---------- GIVEN RECORDS

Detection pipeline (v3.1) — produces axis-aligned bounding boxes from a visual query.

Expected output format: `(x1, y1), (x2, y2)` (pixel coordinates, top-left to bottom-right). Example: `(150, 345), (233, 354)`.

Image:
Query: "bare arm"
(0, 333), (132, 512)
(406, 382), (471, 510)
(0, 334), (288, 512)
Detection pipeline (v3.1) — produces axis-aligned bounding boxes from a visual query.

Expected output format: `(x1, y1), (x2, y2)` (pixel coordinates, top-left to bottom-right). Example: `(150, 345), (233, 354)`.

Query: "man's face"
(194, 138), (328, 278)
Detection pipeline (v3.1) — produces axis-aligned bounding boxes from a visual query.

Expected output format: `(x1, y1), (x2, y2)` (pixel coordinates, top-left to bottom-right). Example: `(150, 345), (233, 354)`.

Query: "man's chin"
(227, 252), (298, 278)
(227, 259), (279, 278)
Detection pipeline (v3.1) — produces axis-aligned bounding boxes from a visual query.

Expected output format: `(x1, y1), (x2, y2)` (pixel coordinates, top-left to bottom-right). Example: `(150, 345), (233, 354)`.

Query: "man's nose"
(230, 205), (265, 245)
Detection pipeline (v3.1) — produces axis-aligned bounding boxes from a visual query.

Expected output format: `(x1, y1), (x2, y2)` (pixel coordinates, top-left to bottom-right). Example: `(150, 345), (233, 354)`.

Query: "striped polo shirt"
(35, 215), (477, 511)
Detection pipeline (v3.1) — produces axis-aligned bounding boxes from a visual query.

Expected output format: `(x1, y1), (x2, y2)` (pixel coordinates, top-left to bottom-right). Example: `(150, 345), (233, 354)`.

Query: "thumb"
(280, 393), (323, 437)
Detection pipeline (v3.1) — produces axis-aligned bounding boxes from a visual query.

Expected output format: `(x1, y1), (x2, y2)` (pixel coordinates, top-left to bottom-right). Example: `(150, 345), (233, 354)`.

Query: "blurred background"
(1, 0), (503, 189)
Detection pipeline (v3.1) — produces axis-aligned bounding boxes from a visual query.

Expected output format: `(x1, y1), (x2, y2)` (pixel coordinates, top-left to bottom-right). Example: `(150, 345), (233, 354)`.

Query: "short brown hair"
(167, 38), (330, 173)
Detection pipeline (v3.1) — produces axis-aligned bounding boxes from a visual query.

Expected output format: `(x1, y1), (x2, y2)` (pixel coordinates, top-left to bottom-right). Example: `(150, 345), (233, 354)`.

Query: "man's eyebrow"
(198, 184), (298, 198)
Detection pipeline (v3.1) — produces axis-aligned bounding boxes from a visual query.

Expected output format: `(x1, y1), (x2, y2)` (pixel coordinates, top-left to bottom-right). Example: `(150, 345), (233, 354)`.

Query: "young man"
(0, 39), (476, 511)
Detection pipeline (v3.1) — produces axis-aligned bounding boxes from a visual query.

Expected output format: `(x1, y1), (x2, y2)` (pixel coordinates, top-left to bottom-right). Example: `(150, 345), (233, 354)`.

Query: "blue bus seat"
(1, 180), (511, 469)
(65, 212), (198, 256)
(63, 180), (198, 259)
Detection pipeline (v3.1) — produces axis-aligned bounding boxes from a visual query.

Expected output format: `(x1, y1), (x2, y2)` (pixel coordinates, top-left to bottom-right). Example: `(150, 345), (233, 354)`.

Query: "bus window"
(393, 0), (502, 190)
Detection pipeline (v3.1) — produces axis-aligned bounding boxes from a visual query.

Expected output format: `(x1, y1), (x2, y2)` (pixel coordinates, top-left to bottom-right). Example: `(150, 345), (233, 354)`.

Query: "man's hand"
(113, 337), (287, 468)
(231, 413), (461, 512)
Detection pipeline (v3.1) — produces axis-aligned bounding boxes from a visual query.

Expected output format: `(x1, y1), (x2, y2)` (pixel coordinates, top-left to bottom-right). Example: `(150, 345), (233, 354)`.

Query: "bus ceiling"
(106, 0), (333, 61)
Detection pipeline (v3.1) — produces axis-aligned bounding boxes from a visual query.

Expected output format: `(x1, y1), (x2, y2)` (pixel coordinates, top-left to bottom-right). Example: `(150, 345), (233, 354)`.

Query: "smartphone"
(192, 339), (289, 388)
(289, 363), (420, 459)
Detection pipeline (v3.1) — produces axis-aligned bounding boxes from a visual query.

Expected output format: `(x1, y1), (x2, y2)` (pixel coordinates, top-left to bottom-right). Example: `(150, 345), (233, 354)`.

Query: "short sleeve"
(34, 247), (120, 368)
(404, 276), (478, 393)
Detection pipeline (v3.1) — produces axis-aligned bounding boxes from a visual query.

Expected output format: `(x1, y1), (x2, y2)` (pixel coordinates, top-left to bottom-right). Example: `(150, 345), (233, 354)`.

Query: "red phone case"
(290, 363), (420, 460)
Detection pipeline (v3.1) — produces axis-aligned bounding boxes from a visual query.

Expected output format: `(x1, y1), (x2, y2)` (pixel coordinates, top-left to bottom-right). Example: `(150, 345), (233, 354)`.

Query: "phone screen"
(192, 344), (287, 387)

--------------------

-- EXERCISE BRIEF --
All entries must be printed exactly, with nothing omitted.

-- FINISHED TASK --
Detection pipeline (v3.1) — produces axis-aligned bounding boxes from a visual query.

Expected output format: `(x1, y1), (x2, y2)` (pixel coordinates, top-left to bottom-right). Example: `(150, 345), (233, 354)`.

Image:
Query: "bare arm"
(0, 333), (132, 512)
(406, 382), (471, 510)
(0, 334), (288, 512)
Detection pipeline (v3.1) — produces axis-aligned bounding boxes from a visual query.

Expected output format: `(x1, y1), (x2, y2)` (pixel coordinates, top-left to bottom-right). Example: `(150, 345), (233, 354)`.

Query: "man's face"
(194, 138), (328, 278)
Detection pipeline (v3.1) — produces axis-aligned bounding boxes from a visual query.

Expected output format: `(x1, y1), (x2, y2)` (pixel coordinates, top-left to bottom-right). Example: `(150, 345), (233, 354)`.

Query: "man's chin"
(227, 252), (298, 278)
(227, 259), (279, 278)
Detection pipeline (v3.1) — produces axis-aligned bounding boxes from a visual query.

Expected output format: `(x1, y1), (x2, y2)` (pixel coordinates, top-left to bottom-right). Example: `(150, 345), (233, 354)`.

Query: "man's nose"
(230, 205), (265, 245)
Detection pipeline (v3.1) — produces axis-aligned bounding boxes from a visual query.

Expected output format: `(x1, y1), (x2, y2)` (pixel coordinates, top-left to bottom-right). Example: `(150, 345), (233, 354)`.

Query: "striped polo shirt"
(35, 215), (477, 511)
Detection pipeline (v3.1) — produces axis-aligned bounding boxes from a visual query.

Expected output format: `(x1, y1), (x2, y2)` (pixel coordinates, top-left to bottom-right). Example: `(150, 345), (233, 354)`.

Query: "thumb"
(280, 393), (323, 437)
Detection pipeline (v3.1) — produces axis-aligned bounding boxes from a visual query.

Expected output format: `(x1, y1), (x2, y2)` (pixel coordinates, top-left to bottom-right). Example: `(150, 345), (233, 354)`.

Query: "blurred background"
(1, 0), (503, 189)
Detection pipeline (v3.1) — produces axis-aligned bounding boxes from a visual query.

Expected output format: `(x1, y1), (x2, y2)` (pixel coordinates, top-left to bottom-right). Example: `(150, 345), (233, 354)`.

Query: "short brown hair"
(167, 38), (330, 173)
Detection pipeline (v3.1) — produces axis-aligned bounding boxes from a visual query.

Expected output format: `(x1, y1), (x2, y2)` (pixel coordinates, top-left to bottom-right). Example: `(150, 345), (233, 354)`.

Query: "man's eyebrow"
(198, 184), (298, 198)
Detection pipeline (v3.1) — produces axis-aligned bounding boxes from a visual query.

Expected output format: `(x1, y1), (x2, y2)` (pixel coordinates, top-left to bottom-right). Example: `(150, 345), (233, 354)`.

Query: "young man"
(0, 39), (476, 511)
Detection pipeline (v3.1) — produces axis-aligned bounding boxes from a visual query.

Expected output format: `(x1, y1), (x2, y2)` (pixel coordinates, top-left to bottom-right). Example: `(150, 345), (233, 354)`.

Query: "blue bus seat"
(1, 180), (511, 469)
(65, 212), (198, 256)
(63, 180), (198, 259)
Detection pipeline (v3.1) — produces axis-aligned bounding boxes from a visual query.

Expected output format: `(x1, y1), (x2, y2)` (pixel coordinates, top-left to bottom-right). Example: `(150, 345), (233, 354)`.

Query: "bus window"
(393, 0), (502, 190)
Detection pipeline (v3.1) — produces axis-aligned bounding boxes from a visual query.

Expected output format: `(x1, y1), (x2, y2)` (pixel coordinates, top-left to bottom-right). Example: `(150, 345), (233, 354)`.

Query: "man's hand"
(113, 337), (287, 468)
(231, 413), (461, 512)
Detection pipeline (v3.1) — produces axis-aligned bounding boxes from a visual query.

Expected output format: `(x1, y1), (x2, y2)` (pixel coordinates, top-left to bottom-right). Example: `(150, 345), (233, 354)`.

Query: "bus ceiling"
(106, 0), (333, 61)
Detection pipeline (v3.1) — produces axis-aligned bounding boxes from a visual query.

Expected output format: `(x1, y1), (x2, y2)` (pixel coordinates, top-left to bottom-right). Example: `(150, 345), (233, 354)`.

Query: "smartphone"
(192, 339), (289, 388)
(289, 363), (420, 459)
Detection pipeline (v3.1) — produces axis-aligned bounding boxes from a visual query.

Expected output format: `(x1, y1), (x2, y2)` (pixel coordinates, top-left to bottom-right). Example: `(150, 345), (233, 354)`.

Query: "short sleeve"
(34, 247), (120, 368)
(404, 276), (478, 393)
Detection pipeline (v3.1) — produces axis-aligned bounding boxes from a visual query.

Expected output format: `(x1, y1), (x2, y2)` (pixel coordinates, top-left to bottom-right). Example: `(150, 345), (233, 354)`.

Query: "red phone case"
(290, 363), (420, 460)
Detection pipeline (v3.1) — produces axis-aligned bounding boxes from a visual query.

Expected output format: `(x1, y1), (x2, y2)` (pixel coordinates, top-left to bottom-right). Example: `(150, 345), (233, 354)`.

Query: "phone screen"
(192, 344), (287, 387)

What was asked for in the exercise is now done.